TEXTAUSZUG:
Die Neutrinos flogen übrigens nicht mit Überlichtgeschwindigkeit – anders als das sichtbare Licht kommen sie sofort aus dem Kern des Sterns heraus, während die Photonen und die Druckwelle selbst ein bisschen brauchen, bis sie die Sternoberfläche erreichten. Tatsächlich flogen die Neutrinos (die ja Masse haben) etwas langsamer als das Licht. Ohne die Lichtgeschwindigkeit als Obergrenze ist das Verhalten der Neutrinos aber nicht zu erklären, denn mit den riesigen Energien bei einer Supernova-Explosion müssten dann ja auch entsprechend riesige Geschwindigkeiten verbunden sein – stattdessen flogen alle Neutrinos ziemlich genau gleich schnell, nämlich ziemlich genau mit Lichtgeschwindigkeit. Schneller geht’s eben nicht.
Kann die SRT falsch sein?
Das klingt jetzt so, als wäre die SRT das, wovon eigentlich alle Naturwissenschaftler sagen, dass es nicht existiert: Eine bewiesene Theorie. Ist es also unmöglich, dass die SRT falsch ist?
Um das zu beantworten, muss man sich zunächst fragen, was “falsch” eigentlich bedeutet. Die Newtonsche Mechanik ist sicherlich in dem Sinne “falsch”, dass sie unter bestimmten Bedingungen (nämlich bei hohen Teilchengeschwindigkeiten) falsche Vorhersagen macht. Für niedrige Geschwindigkeiten ist sie aber dennoch anwendbar, wenn auch mit (sehr kleinen) Fehlern. Die Newtonsche Mechanik hat einen Anwendungsbereich, sie gilt nur für kleine Geschwindigkeiten. Streng genommen ist sie falsch, aber trotzdem kann man sie in vielen Fällen verwenden.

EXTRAHIERTE DATEN:
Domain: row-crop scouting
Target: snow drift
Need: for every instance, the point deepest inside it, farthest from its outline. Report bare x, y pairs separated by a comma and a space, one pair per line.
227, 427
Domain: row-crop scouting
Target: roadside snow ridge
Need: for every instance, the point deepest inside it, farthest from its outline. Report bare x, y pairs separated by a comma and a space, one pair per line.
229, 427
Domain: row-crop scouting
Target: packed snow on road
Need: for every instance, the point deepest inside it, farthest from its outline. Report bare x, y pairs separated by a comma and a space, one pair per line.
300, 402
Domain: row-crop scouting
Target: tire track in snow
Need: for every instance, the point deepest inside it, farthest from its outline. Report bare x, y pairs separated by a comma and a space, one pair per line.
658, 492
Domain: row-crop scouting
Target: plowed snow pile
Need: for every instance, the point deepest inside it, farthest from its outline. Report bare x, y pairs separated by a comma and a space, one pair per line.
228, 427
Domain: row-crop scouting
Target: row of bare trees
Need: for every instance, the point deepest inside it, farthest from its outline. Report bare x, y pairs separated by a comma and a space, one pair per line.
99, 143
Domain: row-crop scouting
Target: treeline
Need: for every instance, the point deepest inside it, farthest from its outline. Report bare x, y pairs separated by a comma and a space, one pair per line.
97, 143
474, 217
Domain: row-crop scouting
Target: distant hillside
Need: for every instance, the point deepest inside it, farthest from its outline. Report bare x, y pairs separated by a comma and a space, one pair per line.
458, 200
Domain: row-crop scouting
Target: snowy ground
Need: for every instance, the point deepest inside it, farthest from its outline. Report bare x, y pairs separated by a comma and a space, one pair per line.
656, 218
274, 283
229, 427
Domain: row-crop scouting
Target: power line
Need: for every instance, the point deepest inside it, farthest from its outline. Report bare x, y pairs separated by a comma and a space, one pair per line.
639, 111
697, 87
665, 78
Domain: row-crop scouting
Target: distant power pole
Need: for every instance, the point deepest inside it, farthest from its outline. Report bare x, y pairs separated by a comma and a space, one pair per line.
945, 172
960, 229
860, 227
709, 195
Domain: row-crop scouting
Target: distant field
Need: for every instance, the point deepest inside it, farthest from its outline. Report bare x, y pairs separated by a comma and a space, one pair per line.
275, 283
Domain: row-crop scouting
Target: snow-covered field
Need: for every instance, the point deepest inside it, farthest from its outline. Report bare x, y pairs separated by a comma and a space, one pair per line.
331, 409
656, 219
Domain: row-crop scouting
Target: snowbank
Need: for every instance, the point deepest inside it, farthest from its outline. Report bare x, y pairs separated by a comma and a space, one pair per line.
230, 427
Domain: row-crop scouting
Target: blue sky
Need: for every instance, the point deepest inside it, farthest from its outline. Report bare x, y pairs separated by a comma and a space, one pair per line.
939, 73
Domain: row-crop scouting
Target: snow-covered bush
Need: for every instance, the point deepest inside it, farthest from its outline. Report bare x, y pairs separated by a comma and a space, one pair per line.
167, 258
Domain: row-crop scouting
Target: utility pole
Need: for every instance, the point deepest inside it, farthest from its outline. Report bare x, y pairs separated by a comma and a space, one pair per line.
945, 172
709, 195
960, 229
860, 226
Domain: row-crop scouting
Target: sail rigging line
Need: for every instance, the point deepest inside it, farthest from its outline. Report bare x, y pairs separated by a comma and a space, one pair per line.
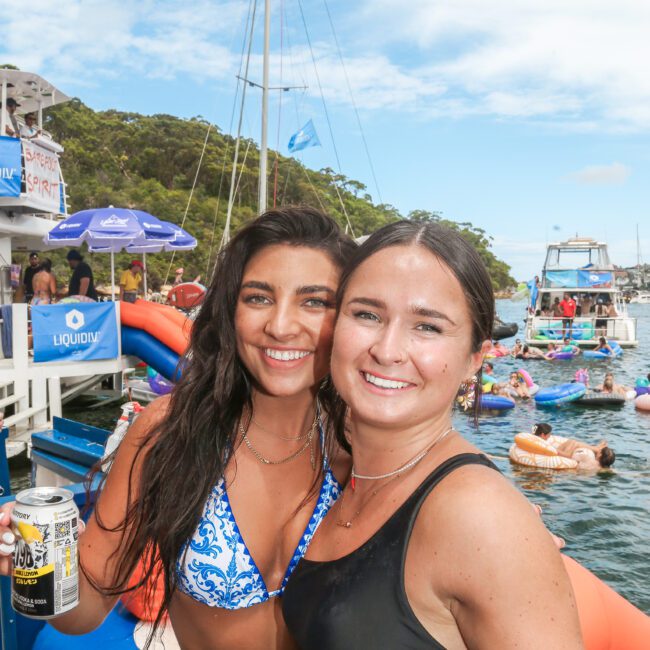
208, 269
327, 117
231, 197
277, 142
189, 198
354, 104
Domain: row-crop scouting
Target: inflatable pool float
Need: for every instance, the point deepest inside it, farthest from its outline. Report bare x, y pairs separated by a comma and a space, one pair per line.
495, 402
617, 350
561, 394
642, 403
563, 356
532, 451
600, 399
533, 388
642, 386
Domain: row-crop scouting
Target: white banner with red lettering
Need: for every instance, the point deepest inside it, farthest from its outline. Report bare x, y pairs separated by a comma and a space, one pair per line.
42, 177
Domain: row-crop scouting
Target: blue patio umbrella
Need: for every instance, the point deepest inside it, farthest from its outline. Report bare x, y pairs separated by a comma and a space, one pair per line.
109, 230
183, 241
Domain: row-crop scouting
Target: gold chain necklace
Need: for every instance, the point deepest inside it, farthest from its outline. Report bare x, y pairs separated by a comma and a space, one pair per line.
395, 474
295, 454
277, 435
347, 523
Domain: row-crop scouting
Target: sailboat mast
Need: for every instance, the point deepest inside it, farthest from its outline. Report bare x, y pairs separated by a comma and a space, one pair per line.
265, 108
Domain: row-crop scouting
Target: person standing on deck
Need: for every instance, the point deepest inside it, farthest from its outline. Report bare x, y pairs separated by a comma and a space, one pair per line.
81, 281
130, 281
568, 308
44, 284
30, 272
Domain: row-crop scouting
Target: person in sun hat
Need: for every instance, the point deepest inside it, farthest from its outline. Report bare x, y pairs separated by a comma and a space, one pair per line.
13, 130
130, 281
30, 129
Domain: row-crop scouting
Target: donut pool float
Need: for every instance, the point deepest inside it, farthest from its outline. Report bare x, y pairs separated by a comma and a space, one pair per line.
617, 350
495, 402
532, 451
556, 395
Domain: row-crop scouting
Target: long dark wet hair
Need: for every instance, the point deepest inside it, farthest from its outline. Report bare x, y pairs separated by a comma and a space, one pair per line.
463, 261
186, 453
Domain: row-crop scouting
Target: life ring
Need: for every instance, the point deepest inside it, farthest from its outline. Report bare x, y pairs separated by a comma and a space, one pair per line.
607, 620
533, 451
560, 394
525, 458
642, 403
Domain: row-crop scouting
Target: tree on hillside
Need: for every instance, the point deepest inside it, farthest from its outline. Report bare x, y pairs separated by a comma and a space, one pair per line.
150, 162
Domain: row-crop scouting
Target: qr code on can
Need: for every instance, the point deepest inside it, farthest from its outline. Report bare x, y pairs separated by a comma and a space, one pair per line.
61, 529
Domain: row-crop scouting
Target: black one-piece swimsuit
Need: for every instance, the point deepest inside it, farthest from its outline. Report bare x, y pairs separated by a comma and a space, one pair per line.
359, 602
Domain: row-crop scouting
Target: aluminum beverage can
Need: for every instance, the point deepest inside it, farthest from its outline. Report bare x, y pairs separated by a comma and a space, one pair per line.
45, 577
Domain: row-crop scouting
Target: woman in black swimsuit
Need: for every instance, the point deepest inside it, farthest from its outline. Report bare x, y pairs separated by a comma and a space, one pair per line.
429, 546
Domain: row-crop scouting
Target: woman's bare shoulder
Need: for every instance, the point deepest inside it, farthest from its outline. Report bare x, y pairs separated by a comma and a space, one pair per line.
149, 419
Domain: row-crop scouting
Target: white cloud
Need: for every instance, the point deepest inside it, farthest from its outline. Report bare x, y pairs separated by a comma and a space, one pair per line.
581, 63
614, 174
88, 40
578, 65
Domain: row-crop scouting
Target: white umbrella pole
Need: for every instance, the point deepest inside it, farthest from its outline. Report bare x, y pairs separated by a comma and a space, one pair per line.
144, 274
112, 276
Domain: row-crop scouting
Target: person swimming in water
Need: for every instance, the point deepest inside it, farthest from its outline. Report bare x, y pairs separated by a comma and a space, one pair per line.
588, 457
610, 387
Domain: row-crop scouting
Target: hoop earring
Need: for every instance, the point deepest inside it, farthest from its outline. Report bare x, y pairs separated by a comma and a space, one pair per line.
467, 393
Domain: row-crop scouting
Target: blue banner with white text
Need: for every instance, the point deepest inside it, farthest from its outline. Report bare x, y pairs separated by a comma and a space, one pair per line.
596, 279
75, 332
10, 166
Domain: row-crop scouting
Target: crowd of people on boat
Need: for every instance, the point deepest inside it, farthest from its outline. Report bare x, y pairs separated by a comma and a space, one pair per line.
319, 375
39, 285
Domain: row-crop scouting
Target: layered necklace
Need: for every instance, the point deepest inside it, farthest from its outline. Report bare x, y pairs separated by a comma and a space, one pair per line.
308, 436
394, 475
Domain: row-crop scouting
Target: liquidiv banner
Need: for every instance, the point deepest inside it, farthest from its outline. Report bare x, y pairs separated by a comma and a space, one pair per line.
42, 177
74, 332
9, 166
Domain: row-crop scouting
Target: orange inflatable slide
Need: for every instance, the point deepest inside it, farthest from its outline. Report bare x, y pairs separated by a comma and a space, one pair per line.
164, 323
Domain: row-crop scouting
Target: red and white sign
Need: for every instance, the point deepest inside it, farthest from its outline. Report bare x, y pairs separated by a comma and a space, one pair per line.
42, 177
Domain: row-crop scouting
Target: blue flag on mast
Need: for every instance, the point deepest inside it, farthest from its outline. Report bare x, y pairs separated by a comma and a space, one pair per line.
306, 137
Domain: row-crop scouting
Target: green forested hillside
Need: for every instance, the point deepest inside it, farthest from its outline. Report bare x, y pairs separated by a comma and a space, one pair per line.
149, 163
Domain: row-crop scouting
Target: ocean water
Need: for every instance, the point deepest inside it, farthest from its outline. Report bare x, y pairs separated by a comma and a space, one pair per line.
604, 518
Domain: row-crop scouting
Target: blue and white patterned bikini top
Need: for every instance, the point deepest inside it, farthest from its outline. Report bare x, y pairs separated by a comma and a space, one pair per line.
218, 569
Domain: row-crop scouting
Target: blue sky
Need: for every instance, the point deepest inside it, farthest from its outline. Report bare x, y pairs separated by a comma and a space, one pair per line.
529, 119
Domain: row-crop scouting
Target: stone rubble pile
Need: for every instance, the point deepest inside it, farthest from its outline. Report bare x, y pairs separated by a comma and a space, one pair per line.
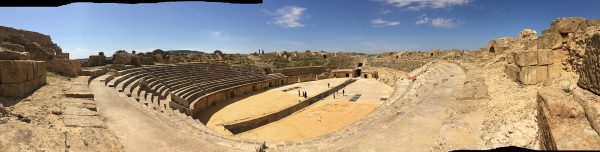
538, 60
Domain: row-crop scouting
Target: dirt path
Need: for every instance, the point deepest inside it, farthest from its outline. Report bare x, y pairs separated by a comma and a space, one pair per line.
138, 131
418, 123
326, 115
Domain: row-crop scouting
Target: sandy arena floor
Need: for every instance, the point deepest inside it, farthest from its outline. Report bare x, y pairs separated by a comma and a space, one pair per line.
262, 103
326, 115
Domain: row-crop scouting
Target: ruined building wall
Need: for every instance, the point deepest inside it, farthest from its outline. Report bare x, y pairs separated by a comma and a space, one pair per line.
537, 60
21, 77
530, 66
297, 71
589, 73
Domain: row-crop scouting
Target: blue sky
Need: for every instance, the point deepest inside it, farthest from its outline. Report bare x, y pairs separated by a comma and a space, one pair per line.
370, 26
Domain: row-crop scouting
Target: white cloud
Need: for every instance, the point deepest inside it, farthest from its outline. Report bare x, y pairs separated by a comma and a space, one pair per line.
380, 22
385, 11
80, 49
416, 5
423, 19
289, 16
216, 33
439, 22
444, 22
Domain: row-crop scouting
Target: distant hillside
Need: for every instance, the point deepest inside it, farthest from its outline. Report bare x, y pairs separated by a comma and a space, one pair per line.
185, 51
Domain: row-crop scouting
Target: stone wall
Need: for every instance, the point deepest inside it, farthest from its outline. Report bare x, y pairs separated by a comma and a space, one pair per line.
500, 45
19, 78
65, 67
589, 73
249, 124
146, 60
97, 60
309, 70
562, 121
530, 67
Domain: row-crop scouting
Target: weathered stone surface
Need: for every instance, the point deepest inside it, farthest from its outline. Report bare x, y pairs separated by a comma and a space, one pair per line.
83, 121
500, 45
21, 89
65, 67
79, 95
562, 123
39, 46
474, 89
545, 56
549, 41
541, 73
591, 105
528, 34
589, 73
79, 111
97, 60
510, 57
122, 57
146, 60
526, 58
566, 25
512, 71
528, 75
13, 55
14, 72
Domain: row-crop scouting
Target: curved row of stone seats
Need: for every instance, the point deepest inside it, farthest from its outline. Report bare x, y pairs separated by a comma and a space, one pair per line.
153, 85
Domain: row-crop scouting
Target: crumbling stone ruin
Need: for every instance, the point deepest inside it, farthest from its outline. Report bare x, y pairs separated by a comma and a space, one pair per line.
537, 60
590, 68
507, 93
19, 78
39, 47
570, 114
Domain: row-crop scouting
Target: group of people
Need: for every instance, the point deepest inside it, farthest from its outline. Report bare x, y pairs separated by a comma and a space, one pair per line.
305, 95
302, 94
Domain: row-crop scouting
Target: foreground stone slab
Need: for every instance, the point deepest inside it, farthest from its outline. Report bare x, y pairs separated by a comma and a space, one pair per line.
562, 122
83, 121
526, 58
79, 95
512, 71
79, 111
19, 78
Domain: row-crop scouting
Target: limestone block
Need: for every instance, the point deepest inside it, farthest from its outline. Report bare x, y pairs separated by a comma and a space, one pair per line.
545, 56
13, 90
29, 70
13, 71
561, 121
13, 55
591, 105
549, 40
21, 89
554, 71
147, 60
559, 103
65, 67
528, 75
589, 72
510, 57
526, 58
541, 73
512, 71
566, 25
41, 69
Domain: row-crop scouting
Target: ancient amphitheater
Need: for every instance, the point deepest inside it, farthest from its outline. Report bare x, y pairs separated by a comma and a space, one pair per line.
535, 91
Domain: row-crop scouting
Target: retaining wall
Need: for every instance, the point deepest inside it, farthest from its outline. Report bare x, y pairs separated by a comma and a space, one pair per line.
249, 124
19, 78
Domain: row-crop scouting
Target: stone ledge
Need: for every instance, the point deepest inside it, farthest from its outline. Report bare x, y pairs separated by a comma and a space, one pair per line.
562, 122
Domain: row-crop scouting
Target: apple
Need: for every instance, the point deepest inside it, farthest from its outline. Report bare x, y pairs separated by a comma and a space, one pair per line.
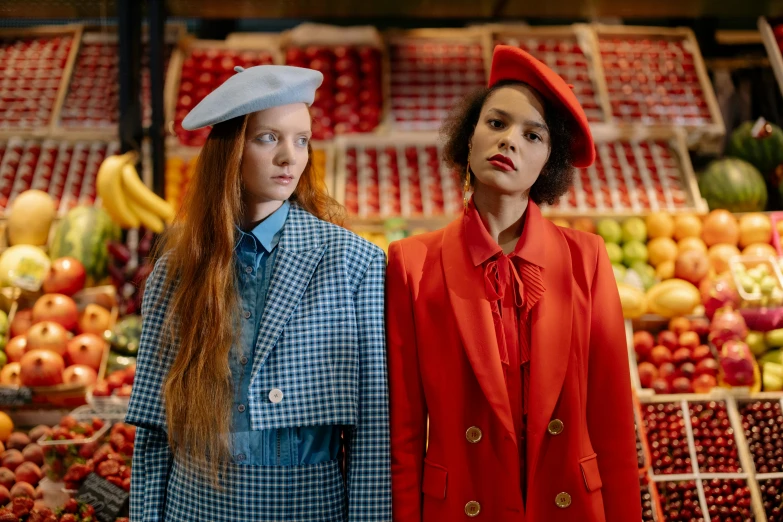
58, 308
47, 335
42, 368
66, 276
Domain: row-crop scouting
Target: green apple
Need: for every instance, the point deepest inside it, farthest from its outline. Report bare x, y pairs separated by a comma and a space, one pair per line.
610, 230
634, 229
634, 252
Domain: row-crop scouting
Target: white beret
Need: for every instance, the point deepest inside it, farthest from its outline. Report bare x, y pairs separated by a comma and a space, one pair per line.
254, 89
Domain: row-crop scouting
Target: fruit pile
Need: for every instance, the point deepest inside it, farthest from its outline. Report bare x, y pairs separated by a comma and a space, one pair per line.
565, 56
202, 72
32, 68
66, 171
666, 436
677, 361
653, 81
628, 177
351, 96
399, 180
428, 77
716, 450
763, 425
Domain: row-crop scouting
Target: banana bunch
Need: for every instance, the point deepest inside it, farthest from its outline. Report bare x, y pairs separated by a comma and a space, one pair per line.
127, 199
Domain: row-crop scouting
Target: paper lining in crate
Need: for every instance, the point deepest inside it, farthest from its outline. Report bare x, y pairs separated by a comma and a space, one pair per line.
91, 103
65, 169
656, 76
430, 70
35, 64
198, 67
569, 51
634, 174
395, 176
690, 429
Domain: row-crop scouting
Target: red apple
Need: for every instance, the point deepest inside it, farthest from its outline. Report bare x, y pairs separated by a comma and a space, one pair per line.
660, 354
42, 368
647, 374
58, 308
47, 335
67, 276
668, 339
16, 348
86, 349
23, 320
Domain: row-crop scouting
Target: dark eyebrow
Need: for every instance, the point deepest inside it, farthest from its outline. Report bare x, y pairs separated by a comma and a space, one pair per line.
529, 123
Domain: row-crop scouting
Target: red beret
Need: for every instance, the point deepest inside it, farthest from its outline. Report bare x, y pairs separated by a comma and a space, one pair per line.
514, 64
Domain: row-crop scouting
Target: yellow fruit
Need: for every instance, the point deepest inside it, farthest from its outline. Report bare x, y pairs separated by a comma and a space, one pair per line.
692, 243
6, 426
687, 225
665, 270
660, 250
673, 298
633, 301
659, 224
755, 228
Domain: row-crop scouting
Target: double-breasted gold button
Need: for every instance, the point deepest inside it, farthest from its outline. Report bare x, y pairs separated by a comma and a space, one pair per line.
555, 427
473, 434
563, 500
472, 508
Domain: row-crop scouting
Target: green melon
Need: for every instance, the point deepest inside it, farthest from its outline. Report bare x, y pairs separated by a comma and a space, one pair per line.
763, 153
84, 233
733, 184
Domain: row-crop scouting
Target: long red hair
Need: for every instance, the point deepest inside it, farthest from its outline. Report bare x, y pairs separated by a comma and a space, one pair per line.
201, 275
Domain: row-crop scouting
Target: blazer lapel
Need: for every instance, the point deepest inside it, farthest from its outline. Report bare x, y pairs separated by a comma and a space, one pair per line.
473, 315
551, 339
299, 251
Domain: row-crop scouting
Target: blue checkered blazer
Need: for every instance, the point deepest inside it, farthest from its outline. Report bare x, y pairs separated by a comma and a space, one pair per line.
322, 342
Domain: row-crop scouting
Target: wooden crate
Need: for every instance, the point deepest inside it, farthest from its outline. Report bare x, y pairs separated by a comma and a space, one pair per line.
74, 32
704, 132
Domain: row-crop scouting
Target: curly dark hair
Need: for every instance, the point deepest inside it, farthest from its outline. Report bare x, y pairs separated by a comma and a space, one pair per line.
557, 175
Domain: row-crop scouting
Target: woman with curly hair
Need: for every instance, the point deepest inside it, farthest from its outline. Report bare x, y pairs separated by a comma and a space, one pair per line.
508, 374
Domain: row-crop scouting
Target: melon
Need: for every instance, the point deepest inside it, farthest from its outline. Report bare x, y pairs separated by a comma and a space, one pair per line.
733, 184
764, 152
84, 233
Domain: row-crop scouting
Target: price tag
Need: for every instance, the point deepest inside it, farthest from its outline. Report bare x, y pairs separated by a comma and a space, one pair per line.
108, 500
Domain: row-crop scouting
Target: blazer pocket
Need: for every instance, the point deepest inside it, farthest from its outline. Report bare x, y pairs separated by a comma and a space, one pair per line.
434, 481
590, 473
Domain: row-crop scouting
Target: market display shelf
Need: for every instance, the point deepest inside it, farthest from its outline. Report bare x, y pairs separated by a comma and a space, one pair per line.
197, 67
35, 65
65, 169
570, 52
430, 70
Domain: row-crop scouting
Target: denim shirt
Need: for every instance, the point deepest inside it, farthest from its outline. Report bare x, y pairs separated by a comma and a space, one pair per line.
255, 254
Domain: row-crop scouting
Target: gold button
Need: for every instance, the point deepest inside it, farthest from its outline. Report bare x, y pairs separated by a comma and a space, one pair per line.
473, 434
555, 427
472, 508
563, 500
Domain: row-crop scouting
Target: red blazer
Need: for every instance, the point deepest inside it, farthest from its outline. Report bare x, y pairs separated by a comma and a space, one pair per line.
444, 363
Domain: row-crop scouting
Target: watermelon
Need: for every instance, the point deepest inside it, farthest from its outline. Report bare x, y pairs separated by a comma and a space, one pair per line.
733, 184
764, 153
85, 233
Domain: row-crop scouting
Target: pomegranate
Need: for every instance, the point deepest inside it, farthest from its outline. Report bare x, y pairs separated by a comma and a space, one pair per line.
48, 335
80, 374
87, 350
42, 368
727, 325
66, 276
16, 348
9, 375
58, 308
95, 320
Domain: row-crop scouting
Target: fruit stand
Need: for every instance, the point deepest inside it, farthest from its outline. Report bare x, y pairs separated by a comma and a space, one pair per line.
688, 225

AUFGABE 1:
Beantworte die folgenden Fragen zum Textauszug über Neutrinos und die SRT.
(a) Wie schnell flogen die Neutrinos im Vergleich zum Licht?
(b) Was existiert nach Aussage eigentlich aller Naturwissenschaftler nicht?
(c) Unter welchen Bedingungen macht die Newtonsche Mechanik falsche Vorhersagen?
AUFGABE 2: Schreibe den Textauszug über Neutrinos und die SRT im Anschluss an seinen letzten Satz weiter.

LÖSUNG 1:
(a) Sie flogen etwas langsamer als das Licht, also ziemlich genau mit Lichtgeschwindigkeit.
(b) Eine bewiesene Theorie.
(c) Bei hohen Teilchengeschwindigkeiten.

LÖSUNG 2:
Das gleiche gilt auch für die SRT: Sie ist, wie wir oben gesehen haben, für viele Fälle geprüft und macht korrekte Vorhersagen. Aber natürlich haben Experimente eine endliche Messgenauigkeit – es kann also sein, dass es winzige Abweichungen gibt, die wir nicht beobachten können. Bei sehr kleinen Abständen und extrem hohen Energien wird die SRT zumindest in der Theorie problematisch, und die meisten Physiker gehen wohl davon aus, dass sie in diesen Fällen nicht gilt (über eine mögliche Lösung habe ich vor einiger Zeit schon mal etwas geschrieben).
Die Abweichungen, die durch eine Erweiterung oder Änderung der SRT zu Stande kommen, müssen allerdings so klein sein, dass sie mit bisherigen Beobachtungen im Einklang stehen, und das setzt die Grenzen schon ziemlich eng. Das ist das Problem mit jedem ernsthaften Versuch, die Physik zu revolutionieren: Man muss sich etwas Neues ausdenken, aber dieses Neue darf nicht im Widerspruch zu bereits bekanntem stehen. Für die SRT bedeutet dies: Jede Theorie, die die SRT ersetzen soll, wird diese als Grenzfall (beispielsweise für hinreichend große Längen) enthalten müssen, so wie die Newtonsche Mechanik als Grenzfall in der SRT (und in anderer Weise auch in der Quantenmechanik) enthalten ist. Daran führt kein Weg vorbei – wer etwas anderes behauptet, hat eine Menge zu erklären.